Going through the entries below, copy out each line that contains "like".

• _Supplied information_:
• • •

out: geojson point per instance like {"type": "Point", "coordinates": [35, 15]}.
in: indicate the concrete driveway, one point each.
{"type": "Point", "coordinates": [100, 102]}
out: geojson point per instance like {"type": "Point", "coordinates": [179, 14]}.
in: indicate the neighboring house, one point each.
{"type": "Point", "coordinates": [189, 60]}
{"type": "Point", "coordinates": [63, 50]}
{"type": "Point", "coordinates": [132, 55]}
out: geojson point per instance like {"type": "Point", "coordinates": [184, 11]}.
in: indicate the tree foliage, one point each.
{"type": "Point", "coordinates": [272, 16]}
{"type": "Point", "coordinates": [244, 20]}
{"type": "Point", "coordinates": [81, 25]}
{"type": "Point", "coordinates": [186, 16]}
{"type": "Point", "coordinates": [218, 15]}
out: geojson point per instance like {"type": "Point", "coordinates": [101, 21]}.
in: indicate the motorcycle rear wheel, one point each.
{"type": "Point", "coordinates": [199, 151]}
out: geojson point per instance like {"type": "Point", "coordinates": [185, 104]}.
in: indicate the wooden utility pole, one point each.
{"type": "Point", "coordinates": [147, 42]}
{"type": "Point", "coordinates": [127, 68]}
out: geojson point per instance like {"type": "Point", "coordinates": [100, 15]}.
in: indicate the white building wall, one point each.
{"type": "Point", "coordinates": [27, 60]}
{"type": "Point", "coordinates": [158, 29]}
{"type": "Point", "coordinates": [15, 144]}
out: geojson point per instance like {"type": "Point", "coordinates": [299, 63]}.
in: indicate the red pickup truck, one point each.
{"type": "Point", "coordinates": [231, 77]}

• • •

• _Solution_:
out: geojson point per instance like {"type": "Point", "coordinates": [35, 15]}.
out: geojson point per instance like {"type": "Point", "coordinates": [179, 14]}.
out: geojson point per instance like {"type": "Point", "coordinates": [184, 11]}.
out: geojson point per instance like {"type": "Point", "coordinates": [101, 21]}.
out: geojson point per instance like {"type": "Point", "coordinates": [185, 104]}.
out: geojson point per instance like {"type": "Point", "coordinates": [100, 15]}.
out: geojson point per instance like {"type": "Point", "coordinates": [299, 63]}.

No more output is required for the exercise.